Starting at the line that contains "Please mark every instance of the exposed", copy each line through the end of the listing below. Include both ends and output nothing more.

Given records
········

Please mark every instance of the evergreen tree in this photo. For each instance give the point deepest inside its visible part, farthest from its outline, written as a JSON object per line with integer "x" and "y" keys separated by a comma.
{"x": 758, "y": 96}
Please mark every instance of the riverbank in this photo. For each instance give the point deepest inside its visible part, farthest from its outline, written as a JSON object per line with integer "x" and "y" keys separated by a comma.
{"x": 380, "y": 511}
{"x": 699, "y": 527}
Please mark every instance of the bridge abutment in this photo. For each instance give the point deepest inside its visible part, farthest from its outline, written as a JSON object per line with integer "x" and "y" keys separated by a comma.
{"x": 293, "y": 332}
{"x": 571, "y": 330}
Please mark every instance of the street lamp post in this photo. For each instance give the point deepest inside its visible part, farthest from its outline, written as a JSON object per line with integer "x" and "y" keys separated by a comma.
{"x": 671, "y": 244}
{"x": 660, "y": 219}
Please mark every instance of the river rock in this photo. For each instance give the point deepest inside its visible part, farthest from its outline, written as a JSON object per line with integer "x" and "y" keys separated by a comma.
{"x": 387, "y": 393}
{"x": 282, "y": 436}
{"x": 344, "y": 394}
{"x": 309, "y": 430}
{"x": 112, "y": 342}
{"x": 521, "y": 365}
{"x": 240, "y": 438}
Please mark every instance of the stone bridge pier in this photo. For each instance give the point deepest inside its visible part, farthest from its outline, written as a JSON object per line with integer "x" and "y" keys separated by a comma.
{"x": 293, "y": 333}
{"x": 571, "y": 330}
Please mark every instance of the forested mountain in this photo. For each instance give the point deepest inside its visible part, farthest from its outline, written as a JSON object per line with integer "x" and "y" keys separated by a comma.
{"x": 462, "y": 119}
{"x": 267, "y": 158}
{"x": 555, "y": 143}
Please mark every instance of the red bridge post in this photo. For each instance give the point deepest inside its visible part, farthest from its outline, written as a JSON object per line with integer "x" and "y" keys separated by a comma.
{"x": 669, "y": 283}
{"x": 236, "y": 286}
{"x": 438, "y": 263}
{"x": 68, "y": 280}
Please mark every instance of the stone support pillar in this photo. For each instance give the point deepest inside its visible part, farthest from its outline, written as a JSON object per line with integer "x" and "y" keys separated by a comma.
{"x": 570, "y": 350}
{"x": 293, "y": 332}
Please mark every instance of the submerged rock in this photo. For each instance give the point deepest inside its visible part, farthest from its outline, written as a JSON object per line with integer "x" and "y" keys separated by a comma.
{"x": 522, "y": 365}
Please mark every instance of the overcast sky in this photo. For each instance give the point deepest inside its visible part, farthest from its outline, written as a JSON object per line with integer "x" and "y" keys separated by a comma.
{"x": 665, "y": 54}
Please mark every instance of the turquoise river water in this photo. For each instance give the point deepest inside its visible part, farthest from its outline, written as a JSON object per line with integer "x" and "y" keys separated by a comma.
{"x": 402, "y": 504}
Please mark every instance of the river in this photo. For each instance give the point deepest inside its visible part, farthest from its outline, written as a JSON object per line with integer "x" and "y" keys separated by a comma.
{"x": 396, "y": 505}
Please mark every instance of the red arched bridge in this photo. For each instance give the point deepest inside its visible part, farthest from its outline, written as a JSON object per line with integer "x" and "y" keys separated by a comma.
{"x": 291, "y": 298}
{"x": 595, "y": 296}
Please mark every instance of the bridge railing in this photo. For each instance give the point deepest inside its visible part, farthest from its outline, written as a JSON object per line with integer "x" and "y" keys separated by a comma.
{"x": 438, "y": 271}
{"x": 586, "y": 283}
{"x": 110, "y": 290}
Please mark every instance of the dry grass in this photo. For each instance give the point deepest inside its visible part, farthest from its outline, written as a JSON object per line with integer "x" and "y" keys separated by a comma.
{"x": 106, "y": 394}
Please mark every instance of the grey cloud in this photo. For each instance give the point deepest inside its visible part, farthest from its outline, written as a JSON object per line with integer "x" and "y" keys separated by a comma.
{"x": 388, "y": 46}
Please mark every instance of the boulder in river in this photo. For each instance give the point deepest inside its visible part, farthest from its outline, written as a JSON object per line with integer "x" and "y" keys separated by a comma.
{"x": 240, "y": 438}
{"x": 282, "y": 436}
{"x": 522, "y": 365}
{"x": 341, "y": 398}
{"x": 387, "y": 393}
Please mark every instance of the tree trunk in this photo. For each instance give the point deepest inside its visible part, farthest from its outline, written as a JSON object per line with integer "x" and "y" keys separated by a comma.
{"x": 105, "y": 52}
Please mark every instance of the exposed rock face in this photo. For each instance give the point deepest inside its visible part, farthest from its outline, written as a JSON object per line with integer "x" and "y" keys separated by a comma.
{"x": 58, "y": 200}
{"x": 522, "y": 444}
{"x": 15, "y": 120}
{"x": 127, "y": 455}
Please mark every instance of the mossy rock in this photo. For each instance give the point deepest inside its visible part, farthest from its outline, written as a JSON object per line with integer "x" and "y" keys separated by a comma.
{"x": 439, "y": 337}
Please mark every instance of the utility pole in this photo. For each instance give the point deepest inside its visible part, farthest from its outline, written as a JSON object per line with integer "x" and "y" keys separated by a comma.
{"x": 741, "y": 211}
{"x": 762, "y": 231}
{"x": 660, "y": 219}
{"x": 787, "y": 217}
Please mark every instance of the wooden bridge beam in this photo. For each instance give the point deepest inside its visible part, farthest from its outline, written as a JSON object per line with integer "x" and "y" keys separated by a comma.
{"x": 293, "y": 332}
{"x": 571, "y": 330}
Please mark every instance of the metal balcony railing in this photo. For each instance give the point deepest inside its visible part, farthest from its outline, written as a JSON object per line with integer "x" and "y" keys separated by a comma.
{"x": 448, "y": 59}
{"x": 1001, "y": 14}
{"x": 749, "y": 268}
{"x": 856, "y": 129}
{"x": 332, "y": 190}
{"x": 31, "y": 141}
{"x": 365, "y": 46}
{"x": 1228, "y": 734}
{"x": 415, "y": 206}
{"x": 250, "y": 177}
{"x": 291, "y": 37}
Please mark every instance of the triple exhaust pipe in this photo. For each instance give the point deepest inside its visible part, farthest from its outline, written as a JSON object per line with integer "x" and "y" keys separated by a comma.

········

Exercise answer
Please mark every instance of the exposed rock face in this photo. For each instance give the point deepest inside its visible part, farthest from its outline, written as a JSON object per line with integer "x" and "y" keys separated by a comma.
{"x": 58, "y": 200}
{"x": 522, "y": 444}
{"x": 15, "y": 120}
{"x": 127, "y": 455}
Please mark every instance of the mossy rock in this photo. For each instance give the point deepest inside its visible part, farthest from its outline, written as a JSON object per line with integer "x" and "y" keys separated by a comma.
{"x": 439, "y": 337}
Please mark every instance of the utility pole in this photo. For each instance give the point deepest inside its visible part, farthest from its outline, written as a JSON object per line with integer "x" and "y" keys separated by a comma.
{"x": 741, "y": 211}
{"x": 762, "y": 231}
{"x": 660, "y": 219}
{"x": 787, "y": 217}
Please mark every instance of the wooden bridge beam in this photo. For each instance give the point deepest inside its visible part, farthest from its outline, written as a JSON object per line with integer "x" and "y" keys separated by a comma.
{"x": 293, "y": 332}
{"x": 571, "y": 330}
Please mark every instance of the metal balcony railing in this photo. For each instance give the point deepest inside its visible part, farthest from its outline, written as a JSON object per line with integer "x" and "y" keys separated by a comma.
{"x": 448, "y": 59}
{"x": 1001, "y": 14}
{"x": 749, "y": 268}
{"x": 856, "y": 129}
{"x": 332, "y": 190}
{"x": 31, "y": 141}
{"x": 365, "y": 46}
{"x": 1228, "y": 734}
{"x": 415, "y": 206}
{"x": 250, "y": 177}
{"x": 291, "y": 37}
Please mark every instance of the triple exhaust pipe in this photo. For each instance give the point deepest inside its visible part, farthest from its outline, written as a JSON object per line with integer "x" and "y" keys separated by a comma.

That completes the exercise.